** Start Source passage **

Thursday, June 7, 2012

Telstar: The Meek Story

(Aspiration Films DVD) [Guest review by Gentleman John Battles]
Telstar is one of the greatest recent Rock films you could be forgiven for saying you've never heard of. It didn’t even appear to have made the Film Festival circuit in the U.S. upon it's release a few years ago.  I saw the soundtrack, once, and foolishly passed on it. Hopefully, this release will rectify the situation, as America (and all her little satellites) needs to know...The Joe Meek Story (Which should be listed, below the main title, on the DVD cover).

** End Source passage **

# Problems and tasks
#1 Please put the entries from their start through the line containing "151), (168, 153)]", inclusive, into a two-column CSV with the columns request_text and answer_text: one row per request, each field quoted, line breaks replaced by spaces, and the pictures left out.
#2 Continue the Telstar review from its last sentence.
The Telstar review and the entries come from unrelated sources.

** Start Raw data **

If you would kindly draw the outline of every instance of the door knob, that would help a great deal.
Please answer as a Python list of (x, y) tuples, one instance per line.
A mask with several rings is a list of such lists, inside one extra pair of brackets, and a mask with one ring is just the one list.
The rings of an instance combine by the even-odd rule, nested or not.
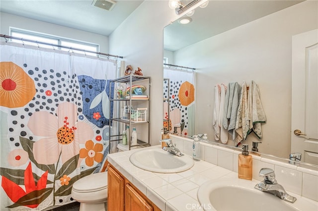
[(302, 133), (302, 131), (300, 130), (295, 130), (294, 131), (294, 134), (295, 135), (296, 135), (296, 136), (300, 136), (301, 135), (303, 135), (303, 136), (307, 136), (307, 135), (305, 134), (305, 133)]

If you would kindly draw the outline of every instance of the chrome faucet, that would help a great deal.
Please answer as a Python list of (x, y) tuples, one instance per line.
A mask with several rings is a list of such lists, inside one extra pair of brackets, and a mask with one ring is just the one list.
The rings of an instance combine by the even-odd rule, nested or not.
[(294, 203), (296, 201), (295, 197), (288, 195), (283, 186), (277, 183), (273, 169), (263, 168), (259, 171), (259, 176), (264, 177), (264, 180), (257, 184), (255, 189), (274, 195), (288, 202)]
[(174, 155), (178, 157), (181, 157), (184, 155), (179, 150), (178, 148), (172, 143), (172, 141), (170, 139), (165, 139), (160, 140), (160, 142), (165, 142), (167, 147), (164, 147), (163, 149), (166, 151), (168, 153)]

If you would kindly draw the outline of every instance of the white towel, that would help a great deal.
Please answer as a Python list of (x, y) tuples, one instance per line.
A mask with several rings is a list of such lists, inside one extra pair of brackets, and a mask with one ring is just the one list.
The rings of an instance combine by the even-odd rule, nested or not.
[(261, 123), (266, 122), (266, 117), (260, 101), (258, 85), (254, 81), (252, 81), (248, 90), (248, 106), (250, 119), (248, 134), (253, 131), (258, 138), (261, 139), (263, 136)]
[(221, 132), (221, 122), (220, 121), (220, 104), (221, 103), (221, 86), (216, 84), (214, 86), (215, 97), (214, 106), (213, 108), (213, 117), (212, 122), (214, 128), (214, 139), (216, 141), (220, 140), (220, 133)]
[(238, 82), (230, 83), (228, 86), (224, 104), (222, 125), (232, 134), (233, 140), (235, 139), (236, 137), (236, 133), (234, 130), (235, 129), (237, 121), (240, 89), (240, 86)]
[(224, 128), (222, 126), (222, 121), (224, 113), (224, 103), (225, 102), (225, 96), (227, 92), (227, 87), (223, 84), (221, 85), (221, 100), (220, 103), (220, 116), (219, 119), (219, 122), (220, 126), (221, 127), (221, 134), (220, 140), (221, 142), (223, 144), (226, 144), (228, 143), (228, 140), (229, 139), (229, 133), (228, 130)]
[(238, 109), (235, 131), (238, 134), (235, 141), (237, 147), (243, 139), (246, 139), (249, 130), (249, 109), (247, 103), (247, 88), (245, 81), (241, 86), (241, 92)]

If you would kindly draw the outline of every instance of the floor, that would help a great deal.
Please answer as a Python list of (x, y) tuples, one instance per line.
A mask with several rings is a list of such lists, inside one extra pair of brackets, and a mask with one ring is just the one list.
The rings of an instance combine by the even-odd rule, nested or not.
[(49, 211), (79, 211), (79, 210), (80, 203), (76, 202), (64, 205), (64, 206), (54, 208), (54, 209), (50, 210)]

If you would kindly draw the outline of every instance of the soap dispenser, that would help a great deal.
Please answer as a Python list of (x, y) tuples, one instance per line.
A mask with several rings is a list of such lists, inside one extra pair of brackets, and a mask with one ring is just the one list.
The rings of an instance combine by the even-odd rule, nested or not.
[(242, 149), (242, 154), (238, 155), (238, 178), (251, 180), (253, 159), (248, 155), (248, 145), (243, 144)]
[[(163, 132), (161, 132), (161, 140), (163, 140), (163, 139), (167, 139), (169, 138), (170, 136), (168, 134), (168, 130), (167, 130), (166, 128), (163, 128)], [(164, 142), (161, 142), (161, 148), (163, 149), (164, 147), (167, 147), (168, 145), (167, 145), (167, 143)]]
[(193, 136), (193, 144), (192, 144), (192, 158), (196, 160), (200, 160), (200, 142), (198, 136)]

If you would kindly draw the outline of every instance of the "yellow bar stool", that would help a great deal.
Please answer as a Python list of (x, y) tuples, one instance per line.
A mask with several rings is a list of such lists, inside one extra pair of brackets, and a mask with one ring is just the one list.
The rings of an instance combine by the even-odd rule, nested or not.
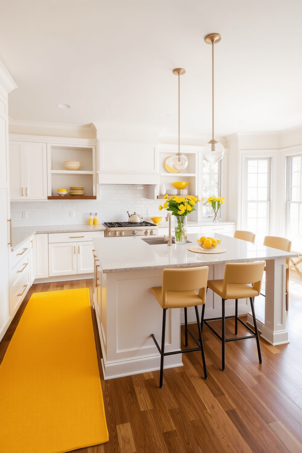
[[(151, 337), (160, 354), (160, 375), (159, 388), (163, 387), (163, 358), (165, 356), (174, 354), (182, 354), (195, 351), (201, 352), (205, 379), (207, 379), (205, 352), (202, 342), (201, 330), (198, 314), (198, 305), (204, 304), (206, 294), (206, 282), (209, 268), (207, 266), (201, 267), (192, 267), (186, 269), (164, 269), (163, 271), (162, 286), (151, 288), (152, 294), (159, 305), (163, 308), (163, 330), (162, 332), (162, 346), (156, 341), (153, 333)], [(197, 293), (195, 289), (199, 289)], [(195, 307), (196, 319), (198, 329), (199, 341), (195, 337), (187, 327), (187, 308), (188, 307)], [(185, 346), (188, 345), (188, 332), (198, 346), (193, 349), (170, 351), (165, 352), (165, 334), (166, 332), (166, 315), (168, 308), (184, 308)]]
[[(259, 363), (262, 363), (259, 335), (254, 306), (254, 299), (255, 296), (259, 296), (260, 294), (265, 264), (265, 261), (256, 261), (254, 263), (227, 263), (225, 265), (223, 280), (208, 280), (207, 287), (218, 294), (222, 299), (222, 318), (211, 318), (205, 320), (205, 305), (204, 305), (202, 307), (201, 322), (201, 332), (202, 332), (203, 325), (205, 324), (221, 340), (222, 343), (222, 368), (223, 371), (225, 371), (225, 343), (227, 342), (234, 341), (236, 340), (243, 340), (244, 338), (255, 338), (258, 350)], [(238, 318), (238, 299), (245, 299), (247, 297), (249, 298), (250, 301), (254, 331)], [(227, 299), (235, 299), (235, 316), (225, 316), (225, 301)], [(237, 321), (238, 321), (253, 334), (247, 335), (245, 337), (236, 337), (230, 338), (226, 338), (225, 319), (232, 318), (235, 318), (235, 335), (237, 334)], [(221, 336), (214, 330), (208, 322), (221, 319), (222, 320), (222, 332)]]
[[(273, 249), (283, 250), (285, 252), (290, 252), (292, 247), (292, 242), (285, 237), (278, 236), (265, 236), (264, 241), (264, 246), (272, 247)], [(266, 270), (264, 267), (264, 270)], [(288, 280), (289, 280), (289, 258), (286, 260), (286, 273), (285, 277), (285, 310), (288, 311)], [(265, 294), (262, 294), (265, 296)]]
[(244, 230), (236, 230), (234, 233), (234, 237), (236, 239), (247, 241), (249, 242), (255, 242), (256, 235), (251, 231), (244, 231)]

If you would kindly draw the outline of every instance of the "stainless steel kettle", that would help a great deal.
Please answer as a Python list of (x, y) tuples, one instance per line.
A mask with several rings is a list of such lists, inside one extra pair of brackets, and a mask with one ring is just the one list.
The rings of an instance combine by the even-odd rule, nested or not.
[(134, 214), (131, 214), (131, 215), (129, 214), (129, 211), (127, 211), (127, 213), (129, 216), (129, 222), (130, 223), (139, 223), (143, 220), (143, 217), (141, 216), (140, 216), (139, 214), (137, 214), (134, 211)]

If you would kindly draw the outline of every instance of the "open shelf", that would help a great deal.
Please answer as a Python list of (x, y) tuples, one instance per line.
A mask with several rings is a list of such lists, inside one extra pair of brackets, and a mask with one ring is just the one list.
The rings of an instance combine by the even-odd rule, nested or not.
[(58, 195), (57, 197), (48, 197), (48, 200), (96, 200), (96, 197), (91, 197), (89, 195), (80, 195), (78, 197), (72, 197), (71, 195), (64, 195), (64, 197)]

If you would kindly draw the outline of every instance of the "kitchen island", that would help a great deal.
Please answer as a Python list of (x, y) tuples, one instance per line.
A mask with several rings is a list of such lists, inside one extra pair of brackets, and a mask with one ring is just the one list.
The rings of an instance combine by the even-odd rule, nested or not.
[[(161, 286), (164, 268), (208, 265), (209, 279), (221, 279), (226, 263), (266, 260), (265, 318), (260, 328), (262, 336), (273, 345), (288, 342), (285, 327), (286, 259), (297, 254), (216, 236), (222, 240), (221, 246), (227, 249), (225, 253), (210, 255), (188, 250), (196, 245), (197, 234), (188, 235), (192, 243), (170, 247), (150, 245), (141, 236), (93, 240), (94, 305), (105, 379), (159, 369), (159, 354), (150, 336), (154, 333), (158, 341), (160, 340), (162, 309), (150, 288)], [(205, 318), (221, 316), (221, 299), (209, 290)], [(228, 300), (225, 306), (226, 316), (233, 314), (235, 301)], [(246, 299), (239, 301), (239, 315), (246, 314), (250, 309)], [(193, 311), (188, 313), (189, 322), (194, 322), (194, 314)], [(180, 309), (168, 310), (167, 352), (180, 348)], [(166, 368), (182, 365), (181, 354), (165, 358)]]

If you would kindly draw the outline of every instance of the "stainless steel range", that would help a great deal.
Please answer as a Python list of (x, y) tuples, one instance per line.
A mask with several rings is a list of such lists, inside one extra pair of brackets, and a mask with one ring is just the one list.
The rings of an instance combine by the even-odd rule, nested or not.
[(106, 237), (157, 235), (157, 226), (150, 222), (105, 222)]

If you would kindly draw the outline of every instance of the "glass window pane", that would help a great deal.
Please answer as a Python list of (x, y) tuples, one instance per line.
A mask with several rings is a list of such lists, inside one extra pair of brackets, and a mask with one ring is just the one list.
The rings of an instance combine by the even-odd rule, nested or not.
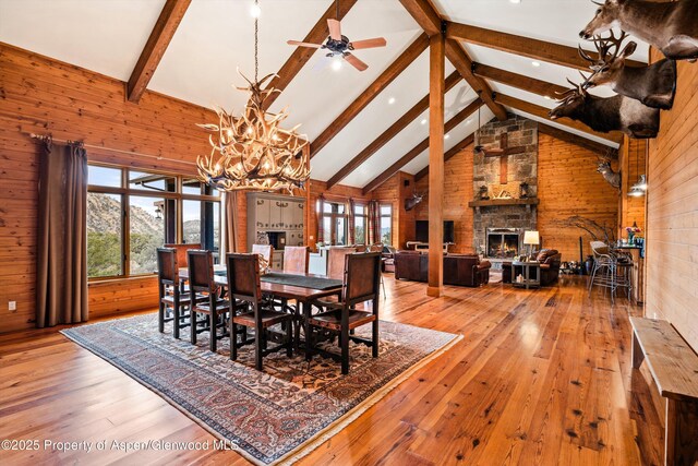
[(165, 243), (165, 200), (129, 196), (131, 275), (157, 272), (157, 248)]
[(121, 188), (121, 169), (88, 165), (87, 184)]
[(332, 217), (323, 217), (323, 242), (332, 244)]
[(129, 170), (129, 188), (157, 192), (177, 191), (177, 179), (168, 175)]
[(122, 275), (121, 196), (87, 193), (87, 276)]
[(353, 239), (357, 244), (366, 243), (366, 223), (365, 217), (356, 217), (353, 225)]
[(202, 182), (196, 178), (184, 178), (182, 180), (182, 192), (184, 194), (202, 194)]
[(381, 217), (381, 242), (383, 244), (392, 244), (392, 218)]
[(337, 223), (337, 244), (346, 244), (347, 243), (347, 230), (346, 223), (344, 217), (336, 218)]
[(188, 244), (202, 244), (201, 201), (182, 201), (182, 241)]

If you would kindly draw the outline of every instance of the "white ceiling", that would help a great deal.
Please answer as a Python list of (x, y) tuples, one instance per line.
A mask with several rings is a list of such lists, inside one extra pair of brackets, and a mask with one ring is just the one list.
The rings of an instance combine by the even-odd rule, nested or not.
[[(261, 0), (260, 75), (276, 72), (293, 48), (287, 39), (302, 40), (332, 0)], [(448, 20), (576, 47), (578, 32), (597, 8), (588, 0), (434, 0)], [(0, 40), (127, 81), (151, 34), (165, 0), (0, 0)], [(252, 0), (193, 0), (148, 88), (210, 107), (240, 110), (246, 95), (233, 88), (254, 74)], [(383, 36), (387, 47), (359, 50), (369, 64), (360, 73), (349, 65), (334, 71), (322, 53), (314, 53), (277, 98), (272, 111), (288, 106), (288, 126), (302, 123), (311, 141), (325, 130), (420, 34), (421, 29), (398, 0), (359, 0), (342, 20), (350, 39)], [(576, 70), (465, 44), (478, 62), (543, 81), (566, 85), (578, 80)], [(648, 47), (633, 56), (647, 61)], [(454, 70), (446, 63), (446, 73)], [(490, 83), (497, 93), (547, 108), (554, 101), (506, 85)], [(422, 53), (312, 160), (312, 177), (327, 180), (429, 92), (428, 53)], [(594, 91), (612, 95), (607, 89)], [(389, 104), (389, 98), (395, 98)], [(464, 82), (446, 95), (446, 120), (474, 98)], [(508, 109), (537, 119), (515, 109)], [(342, 183), (364, 187), (428, 135), (425, 113), (364, 162)], [(482, 108), (481, 121), (493, 118)], [(604, 144), (606, 140), (570, 130)], [(446, 150), (476, 130), (477, 113), (460, 123), (445, 141)], [(414, 174), (428, 165), (428, 151), (404, 170)]]

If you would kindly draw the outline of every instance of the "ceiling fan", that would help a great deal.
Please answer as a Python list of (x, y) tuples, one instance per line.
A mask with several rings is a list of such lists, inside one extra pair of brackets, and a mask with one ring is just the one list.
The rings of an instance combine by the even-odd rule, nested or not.
[[(339, 0), (337, 0), (336, 4), (337, 17), (339, 17)], [(288, 40), (287, 44), (291, 46), (329, 50), (327, 57), (342, 58), (359, 71), (364, 71), (369, 65), (352, 55), (352, 50), (385, 47), (387, 44), (383, 37), (350, 41), (347, 36), (341, 35), (341, 24), (338, 20), (327, 20), (327, 27), (329, 28), (329, 37), (327, 37), (327, 41), (325, 44), (310, 44), (298, 40)]]

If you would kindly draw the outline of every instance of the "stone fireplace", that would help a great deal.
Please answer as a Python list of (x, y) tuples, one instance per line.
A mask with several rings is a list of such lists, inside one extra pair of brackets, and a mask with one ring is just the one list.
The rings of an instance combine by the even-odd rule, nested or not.
[(493, 259), (513, 259), (521, 250), (519, 228), (488, 228), (485, 255)]
[[(506, 133), (505, 145), (502, 134)], [(486, 148), (509, 148), (510, 155), (477, 153), (473, 157), (473, 191), (469, 203), (474, 208), (473, 247), (496, 262), (519, 255), (524, 231), (537, 229), (538, 205), (538, 123), (510, 116), (491, 121), (480, 130), (476, 144)], [(492, 151), (494, 152), (494, 151)], [(528, 193), (521, 196), (521, 183)], [(480, 199), (486, 187), (488, 199)]]

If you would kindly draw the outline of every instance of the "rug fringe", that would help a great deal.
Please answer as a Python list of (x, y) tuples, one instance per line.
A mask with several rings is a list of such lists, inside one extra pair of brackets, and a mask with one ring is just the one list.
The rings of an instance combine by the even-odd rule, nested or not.
[[(96, 325), (96, 324), (88, 324), (88, 325)], [(402, 325), (406, 325), (406, 324), (402, 324)], [(330, 423), (327, 427), (325, 427), (323, 430), (321, 430), (317, 433), (315, 433), (315, 435), (313, 435), (310, 439), (308, 439), (301, 445), (297, 446), (294, 450), (291, 450), (290, 452), (288, 452), (286, 455), (281, 456), (280, 458), (277, 458), (277, 459), (273, 461), (272, 463), (265, 463), (265, 462), (260, 461), (258, 458), (255, 458), (254, 456), (252, 456), (251, 454), (245, 452), (243, 449), (241, 449), (236, 443), (230, 442), (229, 439), (226, 439), (219, 432), (217, 432), (212, 427), (206, 425), (203, 420), (196, 418), (193, 414), (189, 413), (179, 403), (177, 403), (176, 401), (173, 401), (172, 398), (170, 398), (168, 395), (164, 394), (163, 392), (158, 391), (155, 386), (151, 385), (146, 381), (137, 378), (136, 374), (131, 373), (127, 368), (117, 366), (116, 361), (112, 361), (111, 359), (108, 359), (108, 358), (104, 358), (98, 353), (95, 353), (93, 350), (93, 348), (89, 348), (88, 346), (85, 346), (85, 344), (83, 344), (83, 342), (81, 342), (77, 336), (71, 335), (70, 333), (68, 333), (68, 331), (70, 331), (70, 328), (61, 330), (60, 333), (63, 336), (65, 336), (67, 338), (69, 338), (70, 340), (72, 340), (75, 344), (80, 345), (82, 348), (85, 348), (86, 350), (91, 351), (92, 354), (97, 356), (99, 359), (110, 363), (112, 367), (115, 367), (119, 371), (129, 374), (131, 377), (131, 379), (134, 380), (136, 383), (140, 383), (141, 385), (145, 386), (151, 392), (153, 392), (155, 395), (157, 395), (160, 398), (165, 399), (169, 405), (171, 405), (174, 408), (177, 408), (177, 410), (182, 413), (184, 416), (186, 416), (189, 419), (194, 421), (196, 425), (201, 426), (204, 430), (206, 430), (213, 437), (216, 437), (219, 440), (228, 441), (229, 444), (231, 445), (231, 451), (234, 451), (240, 456), (244, 457), (246, 461), (253, 463), (256, 466), (291, 465), (291, 464), (300, 461), (301, 458), (308, 456), (311, 452), (316, 450), (321, 444), (323, 444), (324, 442), (326, 442), (330, 438), (335, 437), (339, 431), (341, 431), (348, 425), (353, 422), (359, 416), (361, 416), (369, 408), (371, 408), (373, 405), (375, 405), (377, 402), (380, 402), (383, 397), (385, 397), (390, 391), (393, 391), (399, 384), (405, 382), (405, 380), (407, 380), (409, 377), (411, 377), (414, 372), (417, 372), (418, 370), (422, 369), (424, 366), (426, 366), (428, 363), (430, 363), (434, 359), (438, 358), (441, 355), (446, 353), (448, 349), (450, 349), (458, 342), (464, 339), (464, 335), (462, 334), (454, 335), (454, 337), (450, 340), (448, 340), (445, 345), (443, 345), (442, 347), (435, 349), (430, 355), (428, 355), (426, 357), (424, 357), (423, 359), (421, 359), (420, 361), (414, 363), (412, 367), (410, 367), (408, 370), (402, 372), (399, 377), (393, 379), (390, 382), (388, 382), (387, 384), (382, 386), (380, 390), (377, 390), (374, 393), (372, 393), (363, 402), (359, 403), (357, 406), (354, 406), (349, 411), (347, 411), (345, 415), (342, 415), (339, 419), (337, 419), (333, 423)]]
[(344, 416), (337, 419), (335, 422), (327, 426), (325, 429), (318, 431), (315, 435), (308, 439), (303, 444), (298, 445), (296, 450), (291, 450), (285, 456), (276, 459), (273, 463), (269, 463), (269, 466), (273, 465), (291, 465), (303, 457), (308, 456), (314, 450), (316, 450), (320, 445), (325, 443), (327, 440), (335, 437), (339, 431), (346, 428), (348, 425), (357, 420), (359, 416), (369, 410), (373, 405), (378, 403), (383, 397), (385, 397), (389, 392), (396, 389), (399, 384), (405, 382), (409, 377), (411, 377), (414, 372), (422, 369), (424, 366), (438, 358), (441, 355), (450, 349), (458, 342), (464, 339), (465, 336), (454, 335), (454, 337), (438, 349), (432, 351), (429, 356), (417, 362), (414, 366), (402, 372), (399, 377), (393, 379), (389, 383), (382, 386), (380, 390), (375, 391), (371, 394), (366, 399), (359, 403), (357, 406), (347, 411)]

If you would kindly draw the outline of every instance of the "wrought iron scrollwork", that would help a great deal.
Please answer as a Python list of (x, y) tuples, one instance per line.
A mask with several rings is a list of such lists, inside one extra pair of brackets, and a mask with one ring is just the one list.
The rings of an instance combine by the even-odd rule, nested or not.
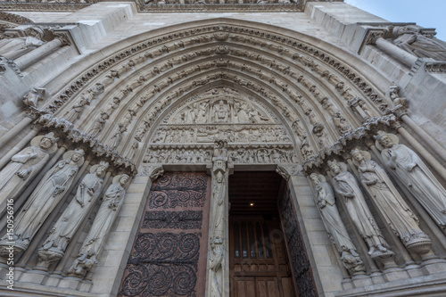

** End Raw data **

# Response list
#1
request_text,answer_text
"If you would kindly draw the outline of every instance of the door knob, that would help a great deal. Please answer as a Python list of (x, y) tuples, one instance per line. A mask with several rings is a list of such lists, inside one extra pair of brackets, and a mask with one ring is just the one list. The rings of an instance combine by the even-odd rule, nested or not.","[(302, 133), (302, 131), (300, 130), (295, 130), (294, 131), (294, 134), (295, 135), (296, 135), (296, 136), (300, 136), (301, 135), (303, 135), (303, 136), (307, 136), (307, 135), (305, 134), (305, 133)]"
"If you would kindly draw the outline of every instance of the chrome faucet, that would help a great deal. Please answer as a Python list of (x, y) tuples, one instance per line. A mask with several rings is a list of such lists, inside one extra pair of brackets, and a mask with one ring is just the one list. The rings of an instance combine by the even-odd rule, nested or not.","[(294, 203), (296, 201), (295, 197), (288, 195), (283, 186), (277, 183), (273, 169), (263, 168), (259, 171), (259, 176), (264, 177), (264, 180), (257, 184), (255, 189), (274, 195), (288, 202)] [(174, 155), (178, 157), (181, 157), (184, 155), (179, 150), (178, 148), (172, 143), (172, 141), (170, 139), (165, 139), (160, 140), (160, 142), (165, 142), (167, 147), (164, 147), (163, 149), (166, 151), (168, 153)]"

#2
Meek, played brilliantly here, by Con O' Neill, took the UK pop music scene into the future, a future that would sift through his hands before his horrific, though inevitable, demise. O’neill's mad scientist conviction, with untested, ultra-low budget recording techniques, gives one a personal view of the psychodrama inside Joe Meek's head, as well as the events that would transpire in the ensuing years to follow. "Telstar," by the Tornados, the first UK single to reach # 1 in The U.S. (about a year before The Beatles pulled off the same feat), celebrated the newly launched satellite that bounced English TV broadcasts back to America (who replied, "Send some "Carry On" films!"). The song still impresses today, with the Bizarro world sound of the Clavioline, a keyboard that emitted, perhaps unintentionally, otherworldly sounds . The final sound on the record, the illusion of the satellite hitting the ocean, was created with a miked-up toilet. Don Craine, from The Downliners' Sect, once told me that, though as widely believed Meek did use his kitchen as a base of operations, he also did much of his recording "in the bog." Telstar illustrates this.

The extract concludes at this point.